SET PROBLEM: Please copy the lines that follow word for word, leaving out the pictures.

DATA FOR PROCESSING:
--------
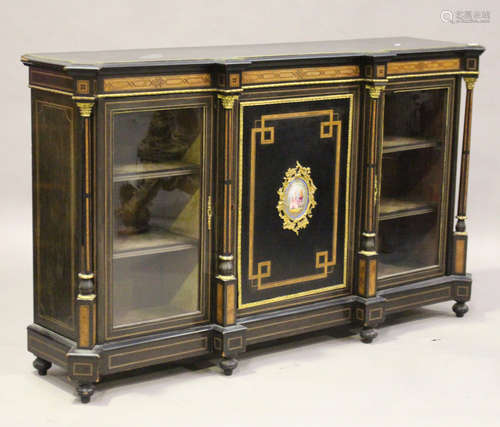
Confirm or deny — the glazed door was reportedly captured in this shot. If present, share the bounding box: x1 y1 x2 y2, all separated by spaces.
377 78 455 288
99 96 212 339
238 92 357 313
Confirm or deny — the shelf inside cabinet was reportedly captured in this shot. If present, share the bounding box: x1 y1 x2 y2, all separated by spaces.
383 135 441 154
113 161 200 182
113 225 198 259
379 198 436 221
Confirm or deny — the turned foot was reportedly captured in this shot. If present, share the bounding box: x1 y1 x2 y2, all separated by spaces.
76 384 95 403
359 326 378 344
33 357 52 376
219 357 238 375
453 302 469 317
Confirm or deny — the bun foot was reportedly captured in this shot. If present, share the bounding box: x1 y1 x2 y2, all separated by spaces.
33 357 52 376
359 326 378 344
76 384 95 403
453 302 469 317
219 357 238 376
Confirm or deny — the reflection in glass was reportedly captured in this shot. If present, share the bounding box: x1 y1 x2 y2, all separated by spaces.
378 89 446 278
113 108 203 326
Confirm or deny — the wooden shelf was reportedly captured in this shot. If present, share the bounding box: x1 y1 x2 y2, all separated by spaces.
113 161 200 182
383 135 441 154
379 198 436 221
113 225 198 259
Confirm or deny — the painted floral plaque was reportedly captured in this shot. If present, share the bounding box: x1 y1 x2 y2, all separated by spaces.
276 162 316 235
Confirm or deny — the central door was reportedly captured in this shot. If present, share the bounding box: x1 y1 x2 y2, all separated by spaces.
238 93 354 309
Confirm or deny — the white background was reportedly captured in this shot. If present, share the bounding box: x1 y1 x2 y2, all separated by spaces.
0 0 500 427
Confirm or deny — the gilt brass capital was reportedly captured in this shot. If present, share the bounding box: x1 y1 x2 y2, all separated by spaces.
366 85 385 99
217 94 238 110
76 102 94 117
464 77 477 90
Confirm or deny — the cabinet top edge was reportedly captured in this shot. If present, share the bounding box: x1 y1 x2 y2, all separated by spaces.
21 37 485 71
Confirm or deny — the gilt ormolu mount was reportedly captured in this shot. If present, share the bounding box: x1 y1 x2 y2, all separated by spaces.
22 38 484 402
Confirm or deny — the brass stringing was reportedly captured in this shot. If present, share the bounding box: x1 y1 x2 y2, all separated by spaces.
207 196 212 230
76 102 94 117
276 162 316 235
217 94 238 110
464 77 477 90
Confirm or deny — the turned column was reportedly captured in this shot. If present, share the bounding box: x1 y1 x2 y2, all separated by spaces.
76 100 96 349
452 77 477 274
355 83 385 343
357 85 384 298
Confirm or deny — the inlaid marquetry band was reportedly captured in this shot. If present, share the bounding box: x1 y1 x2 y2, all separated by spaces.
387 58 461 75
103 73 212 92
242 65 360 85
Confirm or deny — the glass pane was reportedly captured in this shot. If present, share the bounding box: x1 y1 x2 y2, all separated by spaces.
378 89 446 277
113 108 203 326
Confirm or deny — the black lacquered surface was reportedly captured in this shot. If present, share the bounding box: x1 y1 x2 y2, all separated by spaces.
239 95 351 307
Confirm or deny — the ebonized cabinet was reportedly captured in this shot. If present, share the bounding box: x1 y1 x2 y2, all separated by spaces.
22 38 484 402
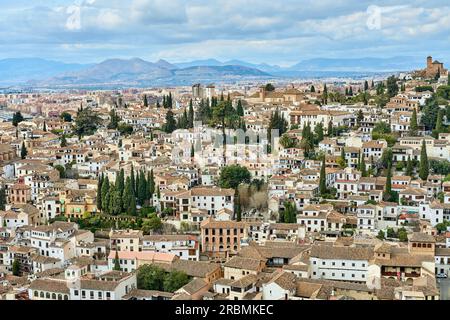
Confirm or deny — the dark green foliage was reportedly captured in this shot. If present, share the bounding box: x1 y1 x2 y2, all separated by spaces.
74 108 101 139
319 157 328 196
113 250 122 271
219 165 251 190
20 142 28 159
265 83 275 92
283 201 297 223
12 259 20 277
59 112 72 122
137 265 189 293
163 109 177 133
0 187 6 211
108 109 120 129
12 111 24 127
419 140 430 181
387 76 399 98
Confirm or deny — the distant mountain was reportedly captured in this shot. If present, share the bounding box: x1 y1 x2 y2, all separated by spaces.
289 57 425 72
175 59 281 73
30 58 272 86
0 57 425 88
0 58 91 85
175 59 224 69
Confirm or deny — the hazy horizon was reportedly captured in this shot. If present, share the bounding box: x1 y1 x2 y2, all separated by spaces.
--------
RESPONSE TO THIS EXERCISE:
Confirm or deny — the glazed door was reportedly captured in this shot. If present, share the bounding box: x1 y1 x2 y2, all separated by spaces.
377 78 455 288
99 96 212 339
238 92 357 313
Confirm or deny — the shelf inside cabinet was reportedly captured in this shot. If present, share the bounding box: x1 y1 x2 y2, all separated by spaces.
383 135 441 154
113 161 200 182
113 225 198 259
379 198 436 221
Confirm or deny — the turned foot was reportedly captured in this shot. If present, share the bounding box: x1 y1 x2 y2, all separated by spaces.
76 384 95 403
359 326 378 344
33 357 52 376
219 357 238 375
453 302 469 317
Confirm or deny — the bun foot was reportedly captured in this shot. If present, share the bounding box: x1 y1 x2 y2, all separated by spaces.
33 357 52 376
359 326 378 344
76 384 95 403
453 302 469 317
219 357 238 376
Confirm or deny — the reflection in glass was reportedly captured in this shot. If present, share the bounding box: x1 y1 x2 y2, all separated by spaces.
378 89 446 278
113 108 203 326
Confirm or deny — the wooden shelf was reportedly captured in this shot. If present, share the bounding box: x1 y1 x2 y2, all separated by spaces.
113 161 200 182
383 135 441 154
379 198 436 221
113 225 198 259
Confirm or deny — the painted floral plaque was reportedly captured in this shot. If present, share the bounding box: x1 y1 x2 y2, all separated by spaces.
276 162 316 235
Confirm or deny — the central door was reportedly captured in this shot. If present, share the bounding box: x1 y1 x2 y2, all separated by spaces.
238 93 354 309
Confirm or deny — the white background was reportedly captured in this shot. If present, share the bounding box: x1 y1 x2 y2, all separated by spaces.
0 0 500 427
Confirm or deny — the gilt brass capital was reportedly captured in this shot. If present, share the bounding box: x1 y1 x2 y2, all separated by spaces.
366 85 385 99
217 94 238 110
76 102 94 117
464 77 477 90
Confirm or deny — the cabinet top edge was reportedly captured in this shot. If present, share the bounding box: x1 y1 x2 y2, all separated by spaces.
21 37 485 71
Confirm or deny — the gilt ormolu mount was reportedly captured in this shot. If present, share the bounding box: x1 y1 x2 y2, all separated by spaces.
22 38 484 402
Confirm or deny — the brass stringing was reportedly captured in this shot. If present, share the bounding box: x1 y1 x2 y2, all separated by spaces.
207 196 212 230
76 102 94 117
276 162 316 235
217 94 238 110
464 77 477 90
Confirm or deny — the turned column was reportedly captured in this shot. If present, share the bounding box: x1 y1 x2 y2, all separated by spaces.
76 100 96 349
452 77 477 274
355 83 385 343
357 85 384 298
Confirm or deny — the inlaid marquetry band was reportedly captured in this shot. If present, share the bounding box: x1 y1 x2 y2, all separated by spaces.
387 58 461 75
103 73 212 92
242 65 360 85
Confirm or deny — the glass pane was reportedly captured in this shot. If present, share the bounding box: x1 y1 x2 y2, all separated by spaces.
378 89 446 277
113 108 203 326
Confirm or deny — the black lacquered surface was reportedly captured in this shot. If present, share the bounding box: x1 y1 x2 y2, all separated by spaces.
239 95 351 307
Confirm or deny — the ebonized cabinet was reportedly captured in this shot. If present, share the bounding box: x1 y1 x2 y2, all separated by spaces.
22 38 484 402
Confirm or deny — the dark green foliage was reportedly captured in this shot. If present, share the bounding box: x1 y1 x2 y2, all separated by spaces.
74 108 101 139
319 157 328 196
113 250 122 271
219 165 251 190
20 142 28 159
265 83 275 92
283 201 297 223
12 259 20 277
59 112 72 122
137 265 189 293
163 109 177 133
0 187 6 211
108 109 120 129
12 111 24 127
419 140 430 181
387 76 399 98
Confirm or deny — the distant mountain was reportedly captured in this shot. If present, share the bounding box: x1 y1 x2 y2, all separated by spaces.
289 57 425 72
175 59 281 73
30 58 272 86
0 57 425 88
0 58 91 85
175 59 224 69
Confirm or deny — the hazy horizon was reportedly captured in this shot. If present, share the bounding box: x1 y1 x2 y2, all separated by spaces.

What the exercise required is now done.